=== REQUIRED ACTIONS ===
1) In the passage on Britain's postwar trade, list the basic branches of industry that the fall in exports is said to strike.
2) Using the passage on Britain's postwar trade, decide whether each statement agrees with it. Answer yes or no for each, and quote the words of the passage that decide it.
(a) In 1925 Britain's exports stood at 76 percent of their pre-war level.
(b) Churchill claimed ten reasons for optimism.
(c) Keynes pointed out that the stabilization meant a maximum reduction of 10 per cent in export prices.
3) Carry on the passage on Britain's postwar trade from its last sentence.

=== PASSAGE PROVIDED ===
● ● ● ● ●

In 1925 Britain’s imports and exports reached respectively 111 percent and 76 percent of their pre-war levels. This implies an adverse trade balance of unprecedented proportions. The reduction in exports signifies an industrial crisis which strikes not at the secondary but at the basic branches of industry: coal, steel, shipbuilding, woollens, etc. Temporary and even considerable improvements are possible and even inevitable, but the basic line of decline is predetermined.

One becomes filled with justifiable contempt for the “statesmen” of Britain who have retained all their old conformities so incompatible with the new conditions and who lack the most elementary understanding of the world situation and the inevitable consequences inherent in it. The reigning British politicians, Baldwin [9] and Churchill, have recently favoured us again with their candour. At the end of last year, Churchill announced that he had twelve reasons (yes, he said that) for being in an optimistic mood. In the first place, a stabilized national currency. The British economist Keynes [10] has called Churchill’s attention to the fact that this stabilization meant a maximum reduction of 10 per cent in the prices of merchandise exported, and consequently a corresponding increase in the adverse trade balance.

● ● ● ● ●

=== ENTRIES PROVIDED ===

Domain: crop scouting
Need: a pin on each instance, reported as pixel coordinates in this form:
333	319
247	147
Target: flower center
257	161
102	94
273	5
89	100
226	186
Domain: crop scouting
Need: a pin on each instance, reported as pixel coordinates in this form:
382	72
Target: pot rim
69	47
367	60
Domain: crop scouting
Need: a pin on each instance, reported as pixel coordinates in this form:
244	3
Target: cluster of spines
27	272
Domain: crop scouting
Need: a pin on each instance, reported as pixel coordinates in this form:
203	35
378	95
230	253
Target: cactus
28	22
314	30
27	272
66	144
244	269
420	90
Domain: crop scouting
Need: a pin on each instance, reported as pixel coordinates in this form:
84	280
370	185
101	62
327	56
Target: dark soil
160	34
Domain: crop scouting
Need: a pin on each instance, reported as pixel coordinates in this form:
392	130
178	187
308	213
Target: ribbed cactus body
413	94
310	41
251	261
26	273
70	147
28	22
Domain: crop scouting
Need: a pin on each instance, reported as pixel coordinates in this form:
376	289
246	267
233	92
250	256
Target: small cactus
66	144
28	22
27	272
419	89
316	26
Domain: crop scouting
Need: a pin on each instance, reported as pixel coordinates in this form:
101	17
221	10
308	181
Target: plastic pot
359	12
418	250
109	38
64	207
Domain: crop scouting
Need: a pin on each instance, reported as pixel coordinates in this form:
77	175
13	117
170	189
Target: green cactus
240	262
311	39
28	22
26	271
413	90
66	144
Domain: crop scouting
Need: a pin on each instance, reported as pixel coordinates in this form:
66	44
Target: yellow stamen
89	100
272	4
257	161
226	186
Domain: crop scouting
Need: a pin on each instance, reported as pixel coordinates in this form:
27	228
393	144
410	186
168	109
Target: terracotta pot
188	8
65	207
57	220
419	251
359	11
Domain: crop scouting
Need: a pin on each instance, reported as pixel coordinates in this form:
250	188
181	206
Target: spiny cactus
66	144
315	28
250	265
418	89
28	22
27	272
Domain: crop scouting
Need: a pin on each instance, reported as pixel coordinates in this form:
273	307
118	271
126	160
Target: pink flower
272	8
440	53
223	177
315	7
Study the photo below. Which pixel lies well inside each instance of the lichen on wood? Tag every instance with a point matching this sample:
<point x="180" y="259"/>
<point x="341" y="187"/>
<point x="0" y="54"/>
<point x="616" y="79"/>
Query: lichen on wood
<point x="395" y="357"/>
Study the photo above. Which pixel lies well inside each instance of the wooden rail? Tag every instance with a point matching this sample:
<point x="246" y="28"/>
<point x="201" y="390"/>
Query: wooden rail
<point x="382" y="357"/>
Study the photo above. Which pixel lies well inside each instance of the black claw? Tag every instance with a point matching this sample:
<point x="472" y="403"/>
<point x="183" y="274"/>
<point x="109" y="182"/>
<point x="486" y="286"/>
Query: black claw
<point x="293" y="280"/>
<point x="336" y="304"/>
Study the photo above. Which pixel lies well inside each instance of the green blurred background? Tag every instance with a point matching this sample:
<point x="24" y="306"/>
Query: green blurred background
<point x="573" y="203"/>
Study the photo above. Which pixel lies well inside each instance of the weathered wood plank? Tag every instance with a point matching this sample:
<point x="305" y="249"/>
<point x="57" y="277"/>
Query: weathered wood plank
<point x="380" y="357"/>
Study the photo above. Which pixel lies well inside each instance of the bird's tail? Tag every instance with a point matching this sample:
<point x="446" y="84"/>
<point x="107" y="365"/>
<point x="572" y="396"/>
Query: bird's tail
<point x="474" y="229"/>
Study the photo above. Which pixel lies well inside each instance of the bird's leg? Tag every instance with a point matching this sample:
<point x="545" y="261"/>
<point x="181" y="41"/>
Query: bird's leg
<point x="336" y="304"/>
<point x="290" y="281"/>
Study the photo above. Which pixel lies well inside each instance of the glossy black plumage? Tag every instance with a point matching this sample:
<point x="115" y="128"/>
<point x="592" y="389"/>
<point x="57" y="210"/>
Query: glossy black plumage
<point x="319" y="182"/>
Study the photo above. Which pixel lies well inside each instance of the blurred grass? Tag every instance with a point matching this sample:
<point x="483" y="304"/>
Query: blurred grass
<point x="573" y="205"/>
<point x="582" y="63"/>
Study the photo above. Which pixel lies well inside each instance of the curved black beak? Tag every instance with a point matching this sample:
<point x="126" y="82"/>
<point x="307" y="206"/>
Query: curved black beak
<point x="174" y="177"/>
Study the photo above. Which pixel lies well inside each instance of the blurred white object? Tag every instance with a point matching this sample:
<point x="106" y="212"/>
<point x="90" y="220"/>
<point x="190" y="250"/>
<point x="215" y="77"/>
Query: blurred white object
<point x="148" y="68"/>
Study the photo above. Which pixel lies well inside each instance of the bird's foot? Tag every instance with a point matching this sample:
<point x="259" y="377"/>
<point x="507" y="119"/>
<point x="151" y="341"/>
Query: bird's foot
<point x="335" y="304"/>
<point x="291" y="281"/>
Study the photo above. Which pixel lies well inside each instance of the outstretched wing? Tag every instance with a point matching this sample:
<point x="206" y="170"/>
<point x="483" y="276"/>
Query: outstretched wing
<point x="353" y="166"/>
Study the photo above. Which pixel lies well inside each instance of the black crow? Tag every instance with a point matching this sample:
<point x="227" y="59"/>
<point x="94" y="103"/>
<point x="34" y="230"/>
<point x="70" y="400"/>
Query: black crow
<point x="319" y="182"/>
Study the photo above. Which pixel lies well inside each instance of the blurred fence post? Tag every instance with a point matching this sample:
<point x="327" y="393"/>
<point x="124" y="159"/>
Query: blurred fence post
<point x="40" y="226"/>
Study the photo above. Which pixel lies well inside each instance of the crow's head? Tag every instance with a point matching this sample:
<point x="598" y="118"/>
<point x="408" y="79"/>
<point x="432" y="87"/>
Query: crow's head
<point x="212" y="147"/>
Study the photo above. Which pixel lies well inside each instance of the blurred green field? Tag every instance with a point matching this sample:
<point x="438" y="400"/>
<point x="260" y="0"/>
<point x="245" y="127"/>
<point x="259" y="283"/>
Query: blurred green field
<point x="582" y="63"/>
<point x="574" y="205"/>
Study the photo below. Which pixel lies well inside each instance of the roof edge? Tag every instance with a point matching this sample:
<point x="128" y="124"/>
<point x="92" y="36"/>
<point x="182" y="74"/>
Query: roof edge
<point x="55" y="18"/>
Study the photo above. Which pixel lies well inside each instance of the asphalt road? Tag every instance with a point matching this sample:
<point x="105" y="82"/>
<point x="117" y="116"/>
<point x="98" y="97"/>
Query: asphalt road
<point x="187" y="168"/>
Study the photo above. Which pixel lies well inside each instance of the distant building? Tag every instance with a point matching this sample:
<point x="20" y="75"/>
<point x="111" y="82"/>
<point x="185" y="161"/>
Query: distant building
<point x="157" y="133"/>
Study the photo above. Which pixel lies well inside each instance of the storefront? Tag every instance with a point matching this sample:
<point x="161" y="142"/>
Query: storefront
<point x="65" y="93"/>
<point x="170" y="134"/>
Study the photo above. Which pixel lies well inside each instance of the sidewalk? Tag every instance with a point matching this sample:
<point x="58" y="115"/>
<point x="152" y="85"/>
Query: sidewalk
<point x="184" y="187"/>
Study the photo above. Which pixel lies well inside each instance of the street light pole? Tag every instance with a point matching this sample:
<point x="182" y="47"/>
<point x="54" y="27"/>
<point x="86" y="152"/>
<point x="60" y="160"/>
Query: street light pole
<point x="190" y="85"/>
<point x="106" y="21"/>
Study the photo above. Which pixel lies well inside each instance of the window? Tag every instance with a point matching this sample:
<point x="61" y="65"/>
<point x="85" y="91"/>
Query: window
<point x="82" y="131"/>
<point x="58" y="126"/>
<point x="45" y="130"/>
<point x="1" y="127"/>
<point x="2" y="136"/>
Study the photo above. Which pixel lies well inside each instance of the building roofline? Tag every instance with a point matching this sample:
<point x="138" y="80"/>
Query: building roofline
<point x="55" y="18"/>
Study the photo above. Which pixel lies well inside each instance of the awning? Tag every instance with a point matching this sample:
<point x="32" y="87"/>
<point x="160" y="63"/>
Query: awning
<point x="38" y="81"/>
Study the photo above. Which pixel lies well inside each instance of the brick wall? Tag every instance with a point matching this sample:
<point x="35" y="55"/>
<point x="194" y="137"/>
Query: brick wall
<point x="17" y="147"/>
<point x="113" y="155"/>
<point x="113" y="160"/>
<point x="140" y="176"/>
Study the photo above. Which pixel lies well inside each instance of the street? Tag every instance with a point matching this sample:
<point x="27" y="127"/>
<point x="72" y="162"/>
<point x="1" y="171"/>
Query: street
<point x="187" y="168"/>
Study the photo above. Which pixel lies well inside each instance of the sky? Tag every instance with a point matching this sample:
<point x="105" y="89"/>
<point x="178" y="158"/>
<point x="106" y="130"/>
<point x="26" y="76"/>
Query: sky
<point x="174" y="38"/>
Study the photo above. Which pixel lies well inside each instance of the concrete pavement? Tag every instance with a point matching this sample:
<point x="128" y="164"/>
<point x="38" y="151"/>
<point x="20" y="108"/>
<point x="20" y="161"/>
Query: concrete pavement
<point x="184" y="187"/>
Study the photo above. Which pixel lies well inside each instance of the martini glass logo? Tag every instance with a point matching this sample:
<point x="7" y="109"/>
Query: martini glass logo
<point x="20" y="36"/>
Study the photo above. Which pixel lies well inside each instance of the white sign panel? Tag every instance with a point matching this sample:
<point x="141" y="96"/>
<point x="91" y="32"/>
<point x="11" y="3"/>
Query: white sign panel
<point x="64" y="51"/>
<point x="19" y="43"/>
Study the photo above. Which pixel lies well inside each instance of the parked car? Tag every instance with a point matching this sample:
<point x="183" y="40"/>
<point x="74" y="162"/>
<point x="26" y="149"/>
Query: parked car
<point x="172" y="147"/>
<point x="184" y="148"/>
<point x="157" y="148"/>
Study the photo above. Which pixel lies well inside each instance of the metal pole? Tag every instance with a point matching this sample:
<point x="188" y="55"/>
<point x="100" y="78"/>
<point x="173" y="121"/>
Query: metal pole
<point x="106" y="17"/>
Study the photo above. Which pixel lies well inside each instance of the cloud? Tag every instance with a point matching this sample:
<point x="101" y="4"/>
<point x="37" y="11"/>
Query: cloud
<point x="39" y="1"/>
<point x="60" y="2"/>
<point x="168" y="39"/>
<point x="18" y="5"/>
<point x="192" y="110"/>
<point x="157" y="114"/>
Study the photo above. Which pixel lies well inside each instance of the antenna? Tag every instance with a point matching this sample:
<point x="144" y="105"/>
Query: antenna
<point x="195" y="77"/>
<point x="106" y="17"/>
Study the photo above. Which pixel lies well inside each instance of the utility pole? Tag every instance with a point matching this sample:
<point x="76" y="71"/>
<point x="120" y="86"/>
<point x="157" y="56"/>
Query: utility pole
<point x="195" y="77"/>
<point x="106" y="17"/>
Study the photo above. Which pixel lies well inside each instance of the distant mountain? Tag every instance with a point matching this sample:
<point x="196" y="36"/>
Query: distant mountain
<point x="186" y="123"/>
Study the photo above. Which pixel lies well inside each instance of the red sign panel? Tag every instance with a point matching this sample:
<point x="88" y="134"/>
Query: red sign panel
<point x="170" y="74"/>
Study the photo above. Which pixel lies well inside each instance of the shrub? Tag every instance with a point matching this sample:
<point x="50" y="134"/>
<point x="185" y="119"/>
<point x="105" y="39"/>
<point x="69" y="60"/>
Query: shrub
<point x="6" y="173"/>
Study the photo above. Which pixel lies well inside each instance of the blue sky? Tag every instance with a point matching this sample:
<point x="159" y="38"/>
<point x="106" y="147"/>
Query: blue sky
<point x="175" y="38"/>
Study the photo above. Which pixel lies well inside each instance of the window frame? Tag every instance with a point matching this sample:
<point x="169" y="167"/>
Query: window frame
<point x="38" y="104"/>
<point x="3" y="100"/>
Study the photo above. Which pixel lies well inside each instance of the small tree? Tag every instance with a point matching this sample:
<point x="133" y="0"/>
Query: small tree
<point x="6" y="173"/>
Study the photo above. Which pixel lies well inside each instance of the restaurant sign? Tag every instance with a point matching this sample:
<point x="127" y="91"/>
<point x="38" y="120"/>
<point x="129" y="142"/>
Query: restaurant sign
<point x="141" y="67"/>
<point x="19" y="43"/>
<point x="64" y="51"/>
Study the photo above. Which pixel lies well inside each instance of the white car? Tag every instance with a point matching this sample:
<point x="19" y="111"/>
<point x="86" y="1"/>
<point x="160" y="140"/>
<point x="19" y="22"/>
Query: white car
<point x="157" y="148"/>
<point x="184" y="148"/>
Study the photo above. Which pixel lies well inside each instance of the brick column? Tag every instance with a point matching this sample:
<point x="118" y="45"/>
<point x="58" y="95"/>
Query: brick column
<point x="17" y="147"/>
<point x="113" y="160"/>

● ● ● ● ●

=== SET OF ANSWERS ===
1) coal, steel, shipbuilding, woollens

2)
(a) Yes: "In 1925 Britain’s imports and exports reached respectively 111 percent and 76 percent of their pre-war levels."
(b) No: "he had twelve reasons (yes, he said that) for being in an optimistic mood."
(c) Yes: "this stabilization meant a maximum reduction of 10 per cent in the prices of merchandise exported"

3)
The second reason for being optimistic was the excellent price of rubber. Sad to say, Mr. Hoover’s [11] twenty-nine questions have considerably reduced the rubberized optimism of Churchill. Thirdly, there was the decrease in the number of strikes. But let us wait on this score until the end of April when the collective contract of the miners comes up for consideration. Fourth reason for optimism – Locarno. From one hour to the next, there is no improvement. The Anglo-French conflict, far from diminishing, has intensified since Locarno. [12] As touches Locarno let us wait, too; one counts one’s chickens when they are hatched. We refrain from enumerating the remaining reasons for optimism; on Wall Street the price they fetch is still dropping. It is interesting to note that The Times of London published an editorial on this same subject entitled: Two Rays of Hope. The Times is more modest than Churchill; it has not twelve but only two rays of hope, and these too are x-rays, that is, rather problematical rays.

To the professional light-mindedness of Churchill, one can counterpose the more serious opinions of the Americans who make an appraisal of British economy from their own standpoint, and also the opinion of British industrialists themselves. Upon returning from Europe, Klein [13], the director of the US Department of Commerce, made a report to industrialists which, notwithstanding its purely conventional tone of reassurance, lets the truth break through.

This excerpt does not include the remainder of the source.